[Work required]
Report each line in the rows below that contains the word "rice", copying every such line in full. Matching is case-sensitive.

Rows from a pointing dataset
┄┄┄┄┄┄
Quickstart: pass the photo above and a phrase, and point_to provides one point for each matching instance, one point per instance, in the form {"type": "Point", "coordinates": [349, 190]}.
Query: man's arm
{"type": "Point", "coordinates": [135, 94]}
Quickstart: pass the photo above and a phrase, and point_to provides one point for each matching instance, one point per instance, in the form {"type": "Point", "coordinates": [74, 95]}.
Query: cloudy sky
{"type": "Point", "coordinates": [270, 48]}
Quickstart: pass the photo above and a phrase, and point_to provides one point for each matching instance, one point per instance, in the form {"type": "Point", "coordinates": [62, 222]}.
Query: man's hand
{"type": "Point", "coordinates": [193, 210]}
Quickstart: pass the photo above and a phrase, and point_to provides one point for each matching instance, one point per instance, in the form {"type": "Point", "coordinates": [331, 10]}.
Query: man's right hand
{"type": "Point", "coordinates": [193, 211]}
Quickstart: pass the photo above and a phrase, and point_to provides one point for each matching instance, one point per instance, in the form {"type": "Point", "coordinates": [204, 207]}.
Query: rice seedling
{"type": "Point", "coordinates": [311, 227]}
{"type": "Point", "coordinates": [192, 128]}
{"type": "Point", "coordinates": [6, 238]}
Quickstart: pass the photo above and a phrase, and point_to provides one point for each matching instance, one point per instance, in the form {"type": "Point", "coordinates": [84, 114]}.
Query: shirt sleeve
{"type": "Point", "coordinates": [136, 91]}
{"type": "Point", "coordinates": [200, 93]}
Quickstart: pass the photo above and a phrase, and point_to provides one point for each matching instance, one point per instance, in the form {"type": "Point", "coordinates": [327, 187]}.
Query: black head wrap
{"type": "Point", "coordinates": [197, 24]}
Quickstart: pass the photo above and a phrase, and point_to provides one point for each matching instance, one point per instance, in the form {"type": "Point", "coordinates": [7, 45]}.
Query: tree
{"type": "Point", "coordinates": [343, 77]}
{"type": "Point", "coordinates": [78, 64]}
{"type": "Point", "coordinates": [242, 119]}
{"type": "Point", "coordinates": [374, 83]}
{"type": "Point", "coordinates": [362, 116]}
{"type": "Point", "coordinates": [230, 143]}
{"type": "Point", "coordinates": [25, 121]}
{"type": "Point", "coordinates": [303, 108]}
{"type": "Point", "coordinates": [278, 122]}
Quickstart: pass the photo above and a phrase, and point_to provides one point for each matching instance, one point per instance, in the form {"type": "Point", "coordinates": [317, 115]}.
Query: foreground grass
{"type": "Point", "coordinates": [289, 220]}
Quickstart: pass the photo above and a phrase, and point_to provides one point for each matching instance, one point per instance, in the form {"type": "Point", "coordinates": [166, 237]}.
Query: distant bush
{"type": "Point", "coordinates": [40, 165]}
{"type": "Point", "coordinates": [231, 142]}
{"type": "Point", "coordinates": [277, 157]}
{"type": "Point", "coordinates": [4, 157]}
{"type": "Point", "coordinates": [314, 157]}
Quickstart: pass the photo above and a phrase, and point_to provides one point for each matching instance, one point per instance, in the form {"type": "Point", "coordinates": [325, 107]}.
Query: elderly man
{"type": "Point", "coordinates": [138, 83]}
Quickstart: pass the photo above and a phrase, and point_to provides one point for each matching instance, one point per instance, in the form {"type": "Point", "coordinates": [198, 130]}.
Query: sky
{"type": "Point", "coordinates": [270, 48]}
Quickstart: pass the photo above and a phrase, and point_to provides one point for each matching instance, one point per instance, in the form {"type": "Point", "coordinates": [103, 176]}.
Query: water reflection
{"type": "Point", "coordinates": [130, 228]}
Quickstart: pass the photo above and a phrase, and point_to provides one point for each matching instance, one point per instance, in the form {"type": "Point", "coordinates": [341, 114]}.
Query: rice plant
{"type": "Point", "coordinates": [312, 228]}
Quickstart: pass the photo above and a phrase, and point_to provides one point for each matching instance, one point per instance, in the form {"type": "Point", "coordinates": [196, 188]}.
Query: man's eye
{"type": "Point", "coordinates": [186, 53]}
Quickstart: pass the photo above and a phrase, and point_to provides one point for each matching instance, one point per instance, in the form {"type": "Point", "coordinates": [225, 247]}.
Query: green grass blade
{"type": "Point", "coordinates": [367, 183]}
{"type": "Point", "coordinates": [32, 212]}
┄┄┄┄┄┄
[Finished task]
Query: rice seedling
Query: rice plant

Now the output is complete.